» **Your tasks**
A. Please answer these questions from the data loading guide, one per line:
(i) What two steps does data access in JaxSGMC consist of?
(ii) What does initializer_batch return when no batch size is specified?
(iii) What does the cache size equal?
B. Reproduce the part of the data loading guide between "If no batch" and "print(data_loader.initializer_batch())", inclusive.

Data Loading

Steps for Setting up a Data Chain

Access of data in JaxSGMC consists of two steps:

Setup Data Loader
Setup Callback Wrappers

The DataLoader determines where the data is stored and how it is passed to the device (e. g. shuffled in epochs).

The Callback Wrappers requests new batches from the DataLoader and pass them to the device via Jax’s Host-Callback module. Therefore, only a subset of the data is stored in the device memory.

The combination of a DataLoader and Callback Wrappers determines how the data is passed to the computation. Therefore, this guide presents different methods of data access with NumpyDataLoader and TensorflowDataLoader.

Note

When using multiple DataLoaders sequentially in a single script, the release function should be called after the Callback Wrapper has been used in the last computation. After this, the reference to the DataLoader has been discarded and the DataLoader can be deleted.

Important Notes

Getting shape and dtype of the data

Some models needs to now the shape and dtype of the reference data. Therefore, an all-zero batch can be drawn from every DataLoader.

print(data_loader.initializer_batch(3))
{'x_r': Array([0, 0, 0], dtype=int32), 'y_r': Array([[0., 0.],
             [0., 0.],
             [0., 0.]], dtype=float32)}

If no batch size is specified, a single observation is returned (all leaves’ shapes are reduced by the first axis).

print(data_loader.initializer_batch())
{'x_r': Array(0, dtype=int32), 'y_r': Array([0., 0.], dtype=float32)}

Numpy Data Loader

>>> import numpy as onp
>>> from jax_sgmc import data
>>> from jax_sgmc.data.numpy_loader import NumpyDataLoader

First, we set up the dataset. This is very simple, as each array can be assigned as a keyword argument to the dataloader. The keywords of the single arrays form the keys of the pytree-dict, bundling all observations. Note that you can access the data supplied to the likelihood via the same keywords.

>>> # The arrays must have the same length along the first dimension,
>>> # corresponding to the total observation count
>>> x = onp.arange(10)
>>> y = onp.zeros((10, 2))
>>>
>>> data_loader = NumpyDataLoader(x_r=x, y_r=y)

The host callback wrappers cache some data in the device memory to reduce the number of calls to the host. The cache size equals the number of batches stored on the device. A larger cache size is more efficient in computation time, but has an increased device memory consumption.

>>> rd_init, rd_batch, _ = data.random_reference_data(data_loader, 100, 2)

The NumpyDataLoader accepts keyword arguments in the init function to determine the starting points of the chains.

>>> rd_state = rd_init(seed=0)
>>> new_state, (rd_batch, info) = rd_batch(rd_state, information=True)

» **Records provided**
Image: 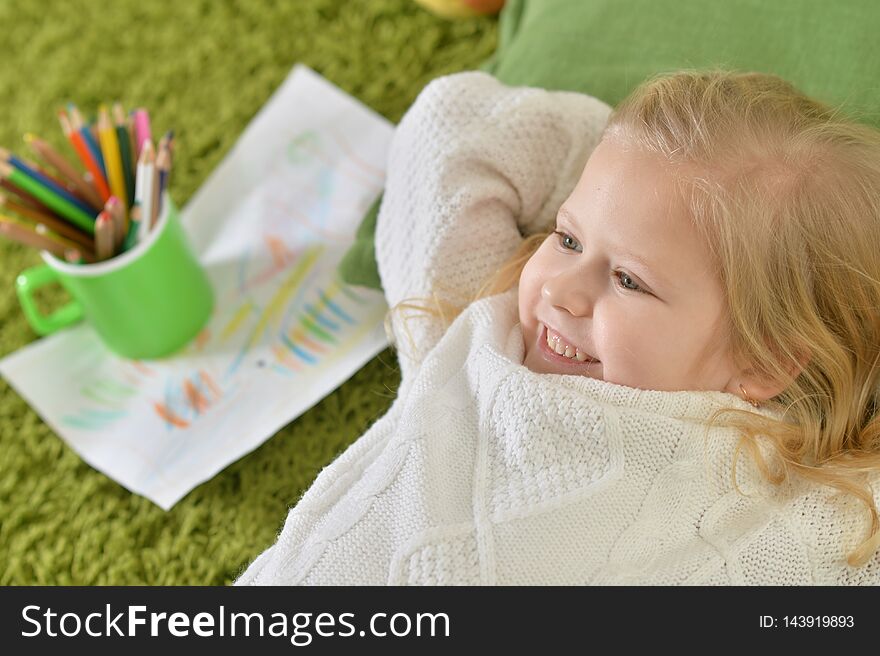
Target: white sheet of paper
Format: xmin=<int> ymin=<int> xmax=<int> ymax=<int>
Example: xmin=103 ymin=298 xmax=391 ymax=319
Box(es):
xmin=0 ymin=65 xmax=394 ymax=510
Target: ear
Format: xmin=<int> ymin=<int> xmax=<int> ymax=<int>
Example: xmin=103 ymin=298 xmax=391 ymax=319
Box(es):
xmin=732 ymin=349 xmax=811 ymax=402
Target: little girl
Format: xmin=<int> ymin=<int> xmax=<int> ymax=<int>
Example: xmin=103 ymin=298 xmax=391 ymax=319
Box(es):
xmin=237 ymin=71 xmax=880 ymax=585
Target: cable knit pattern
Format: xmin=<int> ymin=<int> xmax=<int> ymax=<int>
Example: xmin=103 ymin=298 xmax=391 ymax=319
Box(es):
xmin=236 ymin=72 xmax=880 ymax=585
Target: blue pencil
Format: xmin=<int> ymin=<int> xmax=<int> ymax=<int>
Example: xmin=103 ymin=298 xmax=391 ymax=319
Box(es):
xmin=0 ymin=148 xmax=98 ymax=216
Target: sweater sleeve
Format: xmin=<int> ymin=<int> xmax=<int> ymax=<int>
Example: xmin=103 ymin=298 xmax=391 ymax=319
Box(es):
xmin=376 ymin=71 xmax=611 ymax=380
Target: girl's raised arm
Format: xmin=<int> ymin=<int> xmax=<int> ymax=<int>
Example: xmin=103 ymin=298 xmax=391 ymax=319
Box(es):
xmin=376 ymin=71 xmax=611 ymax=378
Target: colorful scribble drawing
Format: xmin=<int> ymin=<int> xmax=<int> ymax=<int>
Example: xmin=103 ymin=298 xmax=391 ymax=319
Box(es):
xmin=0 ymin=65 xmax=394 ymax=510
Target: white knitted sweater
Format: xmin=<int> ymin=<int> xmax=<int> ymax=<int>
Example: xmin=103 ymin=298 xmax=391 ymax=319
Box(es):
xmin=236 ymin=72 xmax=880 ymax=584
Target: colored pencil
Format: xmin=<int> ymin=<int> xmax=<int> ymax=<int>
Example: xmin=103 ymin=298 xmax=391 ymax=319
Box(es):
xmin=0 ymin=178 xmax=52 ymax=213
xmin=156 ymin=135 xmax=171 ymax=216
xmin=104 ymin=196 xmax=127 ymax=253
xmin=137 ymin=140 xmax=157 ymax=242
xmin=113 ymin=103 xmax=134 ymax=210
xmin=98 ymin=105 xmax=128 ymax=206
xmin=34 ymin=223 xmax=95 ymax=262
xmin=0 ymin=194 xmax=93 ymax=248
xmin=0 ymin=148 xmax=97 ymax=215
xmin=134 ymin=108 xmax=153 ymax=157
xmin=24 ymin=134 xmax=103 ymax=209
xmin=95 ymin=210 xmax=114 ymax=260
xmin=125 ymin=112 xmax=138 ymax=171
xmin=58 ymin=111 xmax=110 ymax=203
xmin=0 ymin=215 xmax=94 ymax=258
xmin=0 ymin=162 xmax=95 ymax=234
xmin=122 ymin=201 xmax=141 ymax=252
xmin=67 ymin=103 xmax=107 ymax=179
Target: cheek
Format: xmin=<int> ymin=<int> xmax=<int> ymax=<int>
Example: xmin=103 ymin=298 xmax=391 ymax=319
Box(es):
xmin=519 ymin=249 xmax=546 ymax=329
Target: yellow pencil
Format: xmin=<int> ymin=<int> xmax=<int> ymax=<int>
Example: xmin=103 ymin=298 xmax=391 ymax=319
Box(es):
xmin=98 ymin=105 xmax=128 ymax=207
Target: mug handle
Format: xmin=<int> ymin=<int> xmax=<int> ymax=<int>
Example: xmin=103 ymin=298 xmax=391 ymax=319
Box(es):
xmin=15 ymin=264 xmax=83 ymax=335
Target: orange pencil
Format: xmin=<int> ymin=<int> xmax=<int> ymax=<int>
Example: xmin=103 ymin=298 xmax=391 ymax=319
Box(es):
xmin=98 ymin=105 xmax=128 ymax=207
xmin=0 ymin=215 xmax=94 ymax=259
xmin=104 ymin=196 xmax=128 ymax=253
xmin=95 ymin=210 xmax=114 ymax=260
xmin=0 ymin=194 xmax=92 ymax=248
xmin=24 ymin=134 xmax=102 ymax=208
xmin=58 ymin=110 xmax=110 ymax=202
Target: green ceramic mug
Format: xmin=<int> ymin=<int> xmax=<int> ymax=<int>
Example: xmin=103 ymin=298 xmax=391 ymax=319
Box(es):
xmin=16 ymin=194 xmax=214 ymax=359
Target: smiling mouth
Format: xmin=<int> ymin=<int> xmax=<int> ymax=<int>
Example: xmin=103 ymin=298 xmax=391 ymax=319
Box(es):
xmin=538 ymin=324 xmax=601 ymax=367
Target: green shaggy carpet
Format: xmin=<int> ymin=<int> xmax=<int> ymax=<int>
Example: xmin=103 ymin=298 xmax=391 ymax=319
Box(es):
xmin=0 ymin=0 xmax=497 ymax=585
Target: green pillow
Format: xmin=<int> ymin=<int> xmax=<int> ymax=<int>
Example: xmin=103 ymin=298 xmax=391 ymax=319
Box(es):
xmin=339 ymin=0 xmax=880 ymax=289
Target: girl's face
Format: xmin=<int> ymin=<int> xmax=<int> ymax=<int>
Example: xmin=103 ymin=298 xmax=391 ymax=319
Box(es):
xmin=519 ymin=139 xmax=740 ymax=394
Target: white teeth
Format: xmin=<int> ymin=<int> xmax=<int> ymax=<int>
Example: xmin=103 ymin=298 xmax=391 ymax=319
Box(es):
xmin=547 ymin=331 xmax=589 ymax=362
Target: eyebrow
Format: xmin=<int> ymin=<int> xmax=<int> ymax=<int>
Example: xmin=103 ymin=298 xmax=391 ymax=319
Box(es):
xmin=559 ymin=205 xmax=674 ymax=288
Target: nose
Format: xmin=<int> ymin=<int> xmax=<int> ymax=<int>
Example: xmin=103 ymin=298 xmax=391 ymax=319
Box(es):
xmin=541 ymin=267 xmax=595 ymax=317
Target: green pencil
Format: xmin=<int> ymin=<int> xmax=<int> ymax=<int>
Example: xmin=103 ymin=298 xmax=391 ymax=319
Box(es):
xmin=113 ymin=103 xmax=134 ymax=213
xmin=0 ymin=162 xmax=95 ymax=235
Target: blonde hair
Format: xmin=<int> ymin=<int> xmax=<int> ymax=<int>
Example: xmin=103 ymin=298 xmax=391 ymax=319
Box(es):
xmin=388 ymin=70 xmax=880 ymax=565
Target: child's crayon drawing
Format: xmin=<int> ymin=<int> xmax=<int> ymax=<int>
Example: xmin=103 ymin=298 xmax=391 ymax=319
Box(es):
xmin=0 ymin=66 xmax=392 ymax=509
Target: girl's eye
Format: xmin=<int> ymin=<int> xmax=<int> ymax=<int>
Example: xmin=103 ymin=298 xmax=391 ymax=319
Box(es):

» **Answers per task**
A.
(i) Setup Data Loader and Setup Callback Wrappers.
(ii) A single observation, with all leaves' shapes reduced by the first axis.
(iii) The number of batches stored on the device.

B.
If no batch size is specified, a single observation is returned (all leaves’ shapes are reduced by the first axis).

print(data_loader.initializer_batch())